TASK :: From the Supreme Court news article below, list every activity that the homeless residents said the Grants Pass ordinances unconstitutionally punished them for.

Supreme Court to decide whether cities can punish homeless residents for sleeping on public property


Washington — The Supreme Court said Friday it will weigh whether a city’s enforcement of rules prohibiting homeless residents from camping on public property violates the Constitution’s protection from cruel and unusual punishment.

The court agreed to take up a case arising from Grants Pass, Oregon, which enacted three ordinances that prohibit sleeping on public sidewalks or streets and camping on streets, parks or other publicly owned property. Violators are subject to civil citations and can be barred from entering a city park for 30 days.

Three homeless residents sued the city in October 2018 on behalf of themselves and “all involuntarily homeless individuals living in Grants Pass.” They sought to block the city from enforcing the ordinances, which they said unconstitutionally punished them for resting, sleeping and seeking shelter from the elements in Grants Pass. A count of homeless individuals conducted by the United Community Action Network in January 2019 found there were 602 homeless people in the city.

DATA EXCERPT ::
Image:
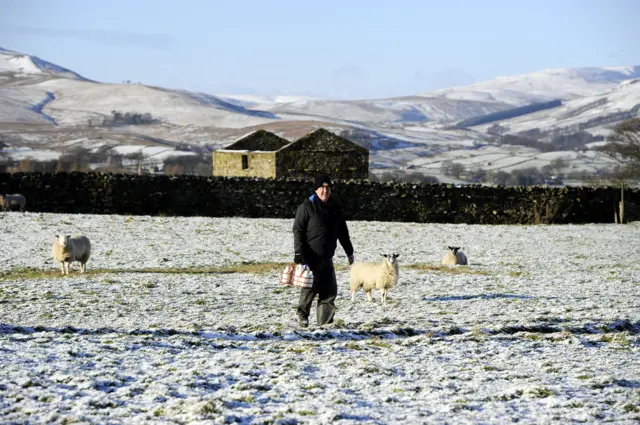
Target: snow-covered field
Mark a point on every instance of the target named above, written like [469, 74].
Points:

RESPONSE TO THIS TASK ::
- Resting
- Sleeping
- Seeking shelter from the elements